TEXT SEGMENT:
Futures Forum: Skypark and “authoritarian high modernism”
Futures Forum: Skypark: the current reality on site is not quite the same as computer-generated publicity...
Apparently this technology is quite the rage, as pointed out at the Building Design website today:
Every picture tells a (tall) story
BD columnist Gillian Darley on the sleights of hand CGIs create
How do we envisage buildings – before, during and after their construction?
The options were once confined to perspectives and models, the latter allowing the client to fully understand (and potentially alter) the scheme. True, even perspectives could be misleading, whether in scale or detail – always to the advantage of the architect. By the early 20th century graphics had become more sophisticated; cleverly edited photographs and elaborate axonometric renderings served the modernists well.
But the means by which a design is conveyed becomes ever more sophisticated, ever more an end in itself, with all those possibilities for misunderstanding or, at worst, misrepresentation.
In local authority offices and online, planners and consultees are faced by an array of imagery, the way developers and architects of large-scale projects now present their schemes. Many a contentious proposal has shimmied through the planning process (and on to the sales office) on the back of a series of CGIs, gleaming evocations that are liable to be slight on detail and heavy on seductive gleam. That bubble of wafer-thin glass fixed with gossamer wires may turn out to be an elephantine affair of multi-layered glazing slotted into hefty fixings. But it is the fairy-tale CGIs that will adorn the brochures and become an alternative reality for the duration of the marketing (or fund-raising) programme.
In contrast, advanced digital imagery, 3D modelling, fly-throughs and their progeny are gifts to the exhibition designer with a generous budget. Fifteen years ago John Soane’s Bank of England was evoked at the Royal Academy by clunky (but still impressive for its time) computer modelling. At the current Louis Kahn exhibition at the Design Museum, his posthumous Roosevelt Island landscape scheme in Manhattan is illustrated by time-lapse film – the ideal medium to convey a subtle landscape scheme from practical inception to final fruition.

DATA RECORDS:
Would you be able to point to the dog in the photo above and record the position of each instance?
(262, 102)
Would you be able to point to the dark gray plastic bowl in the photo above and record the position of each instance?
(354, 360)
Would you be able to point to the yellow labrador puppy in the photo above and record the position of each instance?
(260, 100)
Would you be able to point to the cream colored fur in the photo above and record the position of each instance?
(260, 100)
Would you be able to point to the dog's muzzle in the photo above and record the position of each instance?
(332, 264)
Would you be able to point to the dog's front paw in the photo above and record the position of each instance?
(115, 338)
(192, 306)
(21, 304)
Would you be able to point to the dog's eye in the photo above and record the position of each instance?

---

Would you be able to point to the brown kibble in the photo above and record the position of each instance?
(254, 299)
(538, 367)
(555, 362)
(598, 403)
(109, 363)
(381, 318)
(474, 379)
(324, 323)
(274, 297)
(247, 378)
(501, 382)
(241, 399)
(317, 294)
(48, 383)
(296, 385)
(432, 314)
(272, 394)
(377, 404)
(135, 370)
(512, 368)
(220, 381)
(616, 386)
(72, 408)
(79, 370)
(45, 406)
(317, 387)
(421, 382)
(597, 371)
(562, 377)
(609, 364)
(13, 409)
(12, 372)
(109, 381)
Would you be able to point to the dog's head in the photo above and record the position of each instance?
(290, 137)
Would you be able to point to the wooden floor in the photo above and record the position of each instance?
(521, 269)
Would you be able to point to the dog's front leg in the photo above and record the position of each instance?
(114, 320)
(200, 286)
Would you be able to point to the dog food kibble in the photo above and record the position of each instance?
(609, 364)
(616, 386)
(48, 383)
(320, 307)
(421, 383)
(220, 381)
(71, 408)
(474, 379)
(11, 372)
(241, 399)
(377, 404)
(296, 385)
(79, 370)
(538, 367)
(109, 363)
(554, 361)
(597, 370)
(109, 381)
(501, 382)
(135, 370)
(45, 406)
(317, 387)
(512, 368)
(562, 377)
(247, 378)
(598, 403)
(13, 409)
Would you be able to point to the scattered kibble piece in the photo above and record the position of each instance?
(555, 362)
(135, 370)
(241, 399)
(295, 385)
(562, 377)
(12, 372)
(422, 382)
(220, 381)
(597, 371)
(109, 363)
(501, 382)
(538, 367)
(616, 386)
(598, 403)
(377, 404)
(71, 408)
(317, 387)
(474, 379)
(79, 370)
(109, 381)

WRITTEN PROBLEM 1:
Translate this sentence from the column on architectural imagery into Spanish: "How do we envisage buildings – before, during and after their construction?"
WRITTEN PROBLEM 2:
In the column on architectural imagery, where is the current Louis Kahn exhibition being held?
WRITTEN PROBLEM 3:
Carry on the column on architectural imagery, picking up after its final sentence.
The rows come from a different source than the text above them.

TASK RESPONSE 1:
¿Cómo imaginamos los edificios: antes, durante y después de su construcción?

TASK RESPONSE 2:
At the Design Museum.

TASK RESPONSE 3:
Other options push the limits of perception further. Charlotte Higgins’ recent Guardian essay on the BBC’s future includes a description of the Oculus Rift, under development. It’s a headset which provides a 360-degree view (a kind of individual IMAX plus). She was taken round a Tuscan villa, only to get motion sickness. But the BBC envisages it for walk-through concerts, in which viewers meet the various members of the orchestra – unsettling for the players as that might be.
And there are surprises wherever you look. Ikea admits that at least 75% of the images in its catalogue are CG mock-ups of room interiors rather than photographs. The distinction between “reality” and a manipulated image is, for them, entirely academic. Yet for us, the public, it introduces an element of smoke and mirrors, even a shift in trust.
I can cope with the make-believe of an Ikea catalogue because I am familiar with their goods. But, having puzzled over a set of CGIs – or even a persuasive fly-through – of a prominent city centre development, what are my grounds for complaint if the eventual structures bear very little resemblance to what I saw earlier?
There used to be – maybe still is – a Trade Descriptions Act. That duff Rolex can be taken to a small claims court and shown in evidence but what can “I” (the public) do about a multi-storey block or a fancy museum extension that, on the ground, bears little similarity to the fairy-tale evocations on which it was “sold”? The medium, once again, has become the message.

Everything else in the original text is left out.